> _TASK MATERIAL_:
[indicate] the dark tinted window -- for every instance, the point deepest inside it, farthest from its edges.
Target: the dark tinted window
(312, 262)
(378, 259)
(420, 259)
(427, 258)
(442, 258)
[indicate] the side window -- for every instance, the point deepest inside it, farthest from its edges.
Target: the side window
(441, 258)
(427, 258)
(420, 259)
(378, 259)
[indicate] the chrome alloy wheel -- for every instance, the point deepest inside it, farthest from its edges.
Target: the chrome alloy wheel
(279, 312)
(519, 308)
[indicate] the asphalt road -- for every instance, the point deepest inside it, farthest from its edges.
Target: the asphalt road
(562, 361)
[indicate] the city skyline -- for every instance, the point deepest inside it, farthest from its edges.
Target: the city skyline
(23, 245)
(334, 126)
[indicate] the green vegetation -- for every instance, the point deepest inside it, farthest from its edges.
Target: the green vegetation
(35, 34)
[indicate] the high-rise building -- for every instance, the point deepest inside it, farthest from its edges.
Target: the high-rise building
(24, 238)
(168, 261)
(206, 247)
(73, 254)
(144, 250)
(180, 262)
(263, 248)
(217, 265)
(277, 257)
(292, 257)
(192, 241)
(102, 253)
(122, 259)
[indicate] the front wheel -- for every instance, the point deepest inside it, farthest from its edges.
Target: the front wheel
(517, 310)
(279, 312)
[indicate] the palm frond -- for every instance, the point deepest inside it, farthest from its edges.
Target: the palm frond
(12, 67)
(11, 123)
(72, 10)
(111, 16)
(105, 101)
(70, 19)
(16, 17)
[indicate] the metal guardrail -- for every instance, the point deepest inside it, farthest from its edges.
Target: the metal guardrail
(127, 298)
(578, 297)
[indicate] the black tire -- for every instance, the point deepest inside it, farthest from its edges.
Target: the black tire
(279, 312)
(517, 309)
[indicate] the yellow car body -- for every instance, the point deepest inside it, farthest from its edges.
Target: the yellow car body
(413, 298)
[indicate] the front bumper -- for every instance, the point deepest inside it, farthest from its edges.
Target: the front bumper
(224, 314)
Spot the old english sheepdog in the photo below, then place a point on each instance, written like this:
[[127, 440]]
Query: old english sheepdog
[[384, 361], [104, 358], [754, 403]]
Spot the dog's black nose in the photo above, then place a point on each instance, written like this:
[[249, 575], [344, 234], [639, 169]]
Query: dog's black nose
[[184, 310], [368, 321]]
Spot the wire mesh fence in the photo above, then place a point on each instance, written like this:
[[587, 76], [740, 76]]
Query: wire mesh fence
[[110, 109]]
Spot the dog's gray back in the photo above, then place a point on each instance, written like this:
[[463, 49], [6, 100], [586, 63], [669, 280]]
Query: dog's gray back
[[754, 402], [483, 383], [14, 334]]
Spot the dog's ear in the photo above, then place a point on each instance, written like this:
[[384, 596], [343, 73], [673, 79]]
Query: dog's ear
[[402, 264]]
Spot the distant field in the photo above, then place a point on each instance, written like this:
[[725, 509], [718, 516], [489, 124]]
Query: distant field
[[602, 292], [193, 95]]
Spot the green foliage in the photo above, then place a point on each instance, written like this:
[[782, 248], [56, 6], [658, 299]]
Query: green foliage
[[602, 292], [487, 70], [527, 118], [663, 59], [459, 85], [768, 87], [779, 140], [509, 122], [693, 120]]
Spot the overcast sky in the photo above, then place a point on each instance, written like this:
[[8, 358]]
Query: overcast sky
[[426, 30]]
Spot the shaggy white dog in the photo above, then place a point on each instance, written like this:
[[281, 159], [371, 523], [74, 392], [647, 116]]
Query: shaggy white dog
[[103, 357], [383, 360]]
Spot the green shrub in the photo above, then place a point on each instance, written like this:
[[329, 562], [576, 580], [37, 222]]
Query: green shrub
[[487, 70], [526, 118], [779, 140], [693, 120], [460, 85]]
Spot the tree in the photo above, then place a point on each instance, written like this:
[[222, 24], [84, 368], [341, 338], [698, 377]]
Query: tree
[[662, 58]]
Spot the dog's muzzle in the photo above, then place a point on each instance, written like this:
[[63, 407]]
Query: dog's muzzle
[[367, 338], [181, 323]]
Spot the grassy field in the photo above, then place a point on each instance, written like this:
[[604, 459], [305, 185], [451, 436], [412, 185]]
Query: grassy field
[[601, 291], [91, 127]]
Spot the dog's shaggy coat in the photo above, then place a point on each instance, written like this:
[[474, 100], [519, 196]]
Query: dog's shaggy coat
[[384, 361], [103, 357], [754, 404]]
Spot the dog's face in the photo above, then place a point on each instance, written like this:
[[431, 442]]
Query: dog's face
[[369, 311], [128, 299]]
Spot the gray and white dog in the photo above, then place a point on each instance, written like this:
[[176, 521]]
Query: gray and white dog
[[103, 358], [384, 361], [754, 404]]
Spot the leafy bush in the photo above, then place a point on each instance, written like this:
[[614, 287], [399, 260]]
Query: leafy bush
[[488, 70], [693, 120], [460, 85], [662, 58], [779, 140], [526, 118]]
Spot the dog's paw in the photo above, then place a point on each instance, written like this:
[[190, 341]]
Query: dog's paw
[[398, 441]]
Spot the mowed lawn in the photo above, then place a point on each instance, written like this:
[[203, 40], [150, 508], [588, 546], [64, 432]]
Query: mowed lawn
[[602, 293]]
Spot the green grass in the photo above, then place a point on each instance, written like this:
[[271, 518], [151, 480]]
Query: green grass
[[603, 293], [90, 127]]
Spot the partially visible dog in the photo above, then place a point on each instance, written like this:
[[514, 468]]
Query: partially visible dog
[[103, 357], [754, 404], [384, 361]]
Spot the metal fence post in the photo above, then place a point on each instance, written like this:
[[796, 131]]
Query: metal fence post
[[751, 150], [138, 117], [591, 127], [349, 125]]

> _TASK DETAILS_: Copy all the records above again, swapping every "instance" for "occurrence" and leaving everything else as it is.

> _WORKED ANSWER_:
[indicate] the dark tinted window -- for every occurrence, the point deepest inside it, farthest from its edges.
Target: the dark tinted window
(312, 262)
(378, 259)
(420, 259)
(427, 258)
(442, 258)
[indicate] the side window -- for every occurrence, the point deepest inside it, farthest from its edges.
Target: the side window
(441, 258)
(427, 258)
(420, 259)
(378, 259)
[indicate] the chrome alloy wheel -- for every occurrence, the point deepest inside it, farthest from its edges.
Target: the chrome alloy wheel
(279, 312)
(519, 308)
[indicate] the asphalt road -- for every occurrence, the point deepest inside it, farthest from its edges.
Target: the asphalt road
(562, 361)
[indicate] the city skyline -- for every occurrence, the point deepest inside it, farthest from its edges.
Target: the city skyline
(23, 245)
(334, 126)
[indicate] the green vegetation -- for every occurrence, the point deepest inside it, farthest from its edges.
Target: the green vegetation
(35, 34)
[indicate] the high-rise building -- for every occurrence, the point deepest inside it, farthest from its edges.
Target: the high-rise building
(24, 238)
(168, 261)
(206, 247)
(73, 254)
(144, 250)
(180, 262)
(263, 248)
(217, 265)
(277, 257)
(292, 257)
(192, 241)
(102, 253)
(122, 259)
[indicate] the front wheel -- for every occurrence, the point deepest inside it, farthest from its edges.
Target: the front wheel
(517, 310)
(279, 312)
[indicate] the palm frond -- for every occurrence, the point deepest inside it, farthest from its edges.
Target: the palm frond
(12, 67)
(11, 123)
(72, 10)
(111, 16)
(105, 101)
(70, 19)
(16, 17)
[indicate] the metal guardrail -- for every occurrence, the point deepest inside it, farthest from its edges.
Target: the metal guardrail
(127, 298)
(578, 297)
[indicate] the black tire -- for every occurrence, the point deepest inside it, farthest from its edges.
Target: the black tire
(279, 312)
(517, 309)
[indicate] the yellow car body -- for every occurrence, the point deepest inside it, farthest from its edges.
Target: the yellow car body
(413, 298)
[indicate] the front bumper -- for every occurrence, the point deepest inside it, farthest from its edges.
Target: the front bumper
(224, 314)
Spot the old english sheepdog in the photo below, then place a point on each occurrence, written like this:
[[127, 440]]
Query: old english sheepdog
[[384, 361], [104, 358], [754, 403]]
Spot the dog's black nose in the photo above, then place a point on each occurrence, written like this:
[[249, 575], [344, 234], [639, 169]]
Query: dog's black nose
[[184, 310], [368, 321]]
Spot the wire mesh fence in the photo above, then place a point on each occurrence, written like this:
[[587, 76], [740, 76]]
Query: wire mesh fence
[[110, 109]]
Spot the dog's gray back in the photo above, then place a point on each occurrence, written like this:
[[463, 49], [6, 100], [586, 63], [669, 280]]
Query: dog's gray back
[[754, 402], [483, 383], [14, 334]]
Spot the dog's ear in the photo above, then place a point on each occurrence, written like this:
[[384, 596], [343, 73], [673, 79]]
Query: dog's ear
[[402, 264]]
Spot the distant field in the photo above, then place a point on each occurrence, written like this:
[[725, 509], [718, 516], [489, 124]]
Query: distant field
[[602, 292], [193, 95]]
Spot the green foliage in the photo above, then place a point on each occurrence, written like this:
[[782, 248], [56, 6], [658, 299]]
Query: green foliage
[[602, 292], [487, 70], [527, 118], [663, 59], [459, 85], [768, 87], [779, 140], [509, 122], [693, 120]]
Spot the overcast sky in the photo above, then place a point on each occurrence, written like this:
[[8, 358]]
Query: overcast sky
[[426, 30]]
Spot the shaggy white dog in the photo above, then place a point on each occurrence, written like this:
[[281, 159], [371, 523], [74, 392], [647, 116]]
Query: shaggy white dog
[[103, 357], [383, 360]]
Spot the green shrub in the photo above, then place a point on each occurrence, written like this:
[[329, 562], [576, 580], [37, 222]]
Query: green shrub
[[487, 70], [526, 118], [779, 140], [693, 120], [460, 85]]
Spot the tree in the photo above, then place a point on each occurrence, written like this:
[[222, 24], [84, 368], [341, 338], [698, 377]]
Query: tree
[[662, 58]]
Spot the dog's muzzle in the photo above, then place a point on each occurrence, written like this:
[[63, 407]]
Query: dog's muzzle
[[367, 338], [181, 323]]
Spot the grassy field in the photo above, then place a point on each occurrence, written like this:
[[604, 459], [305, 185], [451, 436], [412, 185]]
Query: grassy field
[[601, 291], [91, 127]]
Spot the dog's shaggy coat in the photo above, then place a point on each occurrence, written like this:
[[474, 100], [519, 196]]
Query: dog's shaggy coat
[[384, 361], [103, 357], [754, 404]]
Spot the dog's face in the photo above, then place a point on each occurrence, written like this:
[[431, 442]]
Query: dog's face
[[369, 311], [128, 299]]
Spot the gray and white dog in the photo above, then place a point on each occurrence, written like this:
[[176, 521]]
Query: gray and white dog
[[103, 358], [384, 361], [754, 404]]
Spot the leafy bush in the photo above, then place a point on each occurrence, written like this:
[[614, 287], [399, 260]]
Query: leafy bush
[[488, 70], [693, 120], [460, 85], [662, 58], [779, 140], [526, 118]]
Spot the dog's paw in the photo above, then place a point on each occurrence, written like this:
[[190, 341]]
Query: dog's paw
[[398, 441]]
Spot the mowed lawn in the photo above, then place a point on each occurrence, written like this:
[[203, 40], [150, 508], [588, 546], [64, 432]]
Query: mowed lawn
[[602, 293]]
Spot the green grass in the photo above, then place a point on each occurrence, written like this:
[[271, 518], [151, 480]]
Query: green grass
[[603, 293], [90, 127]]
Spot the partially visible dog in the photo above, then place a point on each occurrence, written like this:
[[514, 468]]
Query: partially visible dog
[[103, 357], [754, 404], [384, 361]]
Spot the metal fence post in the photo above, then place a point on each occurrence, written like this:
[[796, 131]]
Query: metal fence post
[[751, 150], [138, 117], [591, 127], [349, 125]]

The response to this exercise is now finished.